══ ENTRIES SHOWN ══

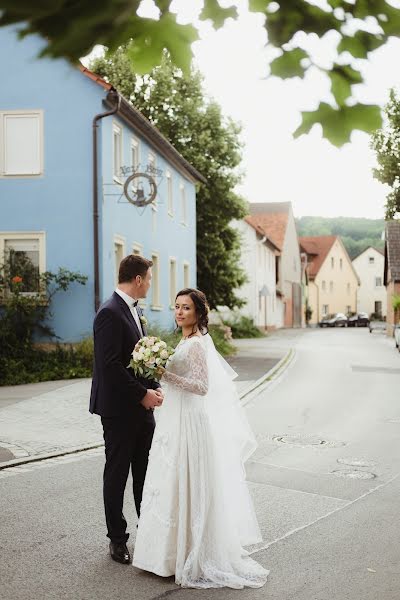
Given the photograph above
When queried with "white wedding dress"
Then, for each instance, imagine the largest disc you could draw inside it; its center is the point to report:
(196, 513)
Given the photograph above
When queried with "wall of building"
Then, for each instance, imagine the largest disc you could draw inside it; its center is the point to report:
(57, 202)
(369, 267)
(337, 283)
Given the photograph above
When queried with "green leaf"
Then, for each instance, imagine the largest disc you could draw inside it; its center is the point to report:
(218, 15)
(340, 87)
(152, 37)
(337, 124)
(342, 78)
(259, 5)
(288, 65)
(360, 44)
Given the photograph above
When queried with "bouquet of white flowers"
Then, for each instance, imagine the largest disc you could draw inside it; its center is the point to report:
(149, 354)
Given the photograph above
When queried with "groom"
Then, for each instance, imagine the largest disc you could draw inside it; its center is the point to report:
(124, 402)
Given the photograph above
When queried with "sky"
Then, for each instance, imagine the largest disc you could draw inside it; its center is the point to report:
(316, 177)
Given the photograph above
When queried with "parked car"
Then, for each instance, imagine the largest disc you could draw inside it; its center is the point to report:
(397, 336)
(358, 320)
(334, 320)
(377, 326)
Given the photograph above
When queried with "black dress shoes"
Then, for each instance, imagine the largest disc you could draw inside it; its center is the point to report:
(120, 553)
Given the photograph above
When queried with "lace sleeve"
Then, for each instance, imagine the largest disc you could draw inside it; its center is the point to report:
(196, 381)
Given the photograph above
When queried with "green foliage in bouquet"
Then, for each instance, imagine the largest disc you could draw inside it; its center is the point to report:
(149, 354)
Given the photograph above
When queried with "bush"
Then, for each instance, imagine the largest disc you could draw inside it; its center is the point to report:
(243, 327)
(220, 334)
(36, 364)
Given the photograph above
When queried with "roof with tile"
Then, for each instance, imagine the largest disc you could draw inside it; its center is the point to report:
(272, 217)
(392, 250)
(263, 233)
(317, 248)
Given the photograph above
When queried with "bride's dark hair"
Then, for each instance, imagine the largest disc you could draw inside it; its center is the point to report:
(201, 307)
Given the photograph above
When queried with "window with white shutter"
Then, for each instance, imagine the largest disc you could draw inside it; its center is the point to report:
(21, 143)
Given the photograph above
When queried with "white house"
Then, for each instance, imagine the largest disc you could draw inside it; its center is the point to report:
(258, 259)
(372, 297)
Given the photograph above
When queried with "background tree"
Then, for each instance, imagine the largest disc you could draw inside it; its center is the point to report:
(71, 29)
(357, 234)
(386, 143)
(176, 104)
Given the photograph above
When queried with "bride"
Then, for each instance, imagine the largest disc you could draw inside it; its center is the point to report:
(196, 512)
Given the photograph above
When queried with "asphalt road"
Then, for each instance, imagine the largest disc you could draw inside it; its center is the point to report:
(325, 482)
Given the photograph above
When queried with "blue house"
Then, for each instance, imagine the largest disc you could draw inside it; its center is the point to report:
(85, 179)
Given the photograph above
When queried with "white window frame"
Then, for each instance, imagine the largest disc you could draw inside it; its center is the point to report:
(183, 201)
(26, 235)
(23, 113)
(186, 269)
(120, 241)
(135, 150)
(137, 248)
(152, 158)
(117, 129)
(170, 193)
(173, 289)
(155, 285)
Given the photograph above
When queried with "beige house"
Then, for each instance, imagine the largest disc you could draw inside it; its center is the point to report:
(332, 281)
(392, 271)
(372, 296)
(258, 259)
(277, 221)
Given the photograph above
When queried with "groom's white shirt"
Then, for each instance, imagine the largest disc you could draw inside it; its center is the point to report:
(129, 300)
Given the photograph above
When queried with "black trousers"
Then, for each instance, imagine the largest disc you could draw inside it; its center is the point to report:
(127, 444)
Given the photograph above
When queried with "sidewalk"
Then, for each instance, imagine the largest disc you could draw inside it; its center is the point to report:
(52, 418)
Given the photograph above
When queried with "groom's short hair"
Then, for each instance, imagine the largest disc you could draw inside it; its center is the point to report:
(131, 266)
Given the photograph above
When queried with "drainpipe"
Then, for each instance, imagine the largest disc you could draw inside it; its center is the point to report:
(96, 202)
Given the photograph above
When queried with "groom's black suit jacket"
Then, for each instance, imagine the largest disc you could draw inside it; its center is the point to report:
(116, 392)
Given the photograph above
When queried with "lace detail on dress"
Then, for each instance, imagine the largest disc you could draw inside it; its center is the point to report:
(197, 382)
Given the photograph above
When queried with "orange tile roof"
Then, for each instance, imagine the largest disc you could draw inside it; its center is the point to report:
(317, 248)
(272, 217)
(262, 232)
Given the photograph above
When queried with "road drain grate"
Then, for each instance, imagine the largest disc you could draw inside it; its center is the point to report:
(366, 369)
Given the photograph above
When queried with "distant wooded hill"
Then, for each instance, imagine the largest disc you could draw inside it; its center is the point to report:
(356, 234)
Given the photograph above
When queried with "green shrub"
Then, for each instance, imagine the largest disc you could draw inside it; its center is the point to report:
(37, 364)
(243, 327)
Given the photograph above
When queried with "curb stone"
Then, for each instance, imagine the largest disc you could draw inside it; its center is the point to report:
(246, 395)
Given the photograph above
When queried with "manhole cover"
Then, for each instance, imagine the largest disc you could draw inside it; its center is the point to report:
(299, 440)
(354, 474)
(303, 440)
(365, 369)
(356, 462)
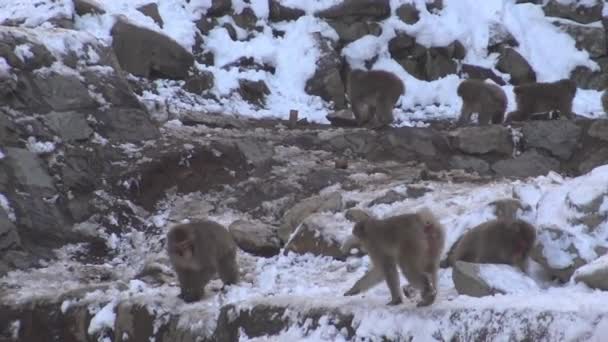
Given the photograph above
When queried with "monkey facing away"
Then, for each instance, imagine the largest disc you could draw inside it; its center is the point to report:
(198, 251)
(486, 99)
(500, 241)
(412, 242)
(372, 95)
(534, 98)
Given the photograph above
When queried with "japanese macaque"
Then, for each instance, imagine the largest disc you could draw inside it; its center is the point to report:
(497, 241)
(412, 242)
(534, 98)
(198, 251)
(507, 208)
(486, 99)
(372, 95)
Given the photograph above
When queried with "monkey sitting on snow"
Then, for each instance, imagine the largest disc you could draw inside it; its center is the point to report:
(412, 242)
(373, 95)
(198, 251)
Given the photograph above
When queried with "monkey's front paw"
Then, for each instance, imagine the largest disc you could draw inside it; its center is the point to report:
(351, 292)
(395, 302)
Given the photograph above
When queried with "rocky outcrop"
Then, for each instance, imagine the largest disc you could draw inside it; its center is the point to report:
(133, 45)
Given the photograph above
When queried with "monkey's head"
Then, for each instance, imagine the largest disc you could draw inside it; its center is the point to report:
(181, 243)
(569, 85)
(525, 238)
(360, 230)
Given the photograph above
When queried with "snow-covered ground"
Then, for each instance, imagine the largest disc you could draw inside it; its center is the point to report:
(311, 281)
(550, 52)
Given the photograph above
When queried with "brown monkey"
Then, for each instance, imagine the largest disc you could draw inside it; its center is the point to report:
(198, 251)
(543, 97)
(373, 95)
(486, 99)
(507, 208)
(414, 242)
(495, 242)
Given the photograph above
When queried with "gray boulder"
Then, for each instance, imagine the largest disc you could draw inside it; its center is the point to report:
(147, 53)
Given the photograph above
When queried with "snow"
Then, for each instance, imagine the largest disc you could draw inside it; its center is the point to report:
(39, 147)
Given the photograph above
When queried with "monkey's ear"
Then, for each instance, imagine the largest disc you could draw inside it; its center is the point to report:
(359, 229)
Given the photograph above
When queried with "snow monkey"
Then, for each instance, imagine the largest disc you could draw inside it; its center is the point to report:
(373, 95)
(497, 241)
(198, 251)
(486, 99)
(543, 97)
(413, 242)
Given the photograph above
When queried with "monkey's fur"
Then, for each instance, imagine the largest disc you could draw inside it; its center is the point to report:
(486, 99)
(543, 97)
(372, 95)
(500, 241)
(414, 242)
(198, 251)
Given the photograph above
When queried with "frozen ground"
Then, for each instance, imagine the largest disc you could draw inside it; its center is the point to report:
(551, 53)
(308, 281)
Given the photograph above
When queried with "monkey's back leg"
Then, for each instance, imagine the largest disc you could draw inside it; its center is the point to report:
(228, 268)
(371, 278)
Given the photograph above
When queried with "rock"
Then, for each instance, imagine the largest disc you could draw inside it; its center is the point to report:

═══

**EXERCISE:**
Your answer should be every line above that contains the word "tile".

**TASK RESPONSE:**
When queried with "roof with tile"
When queried with "orange tile roof"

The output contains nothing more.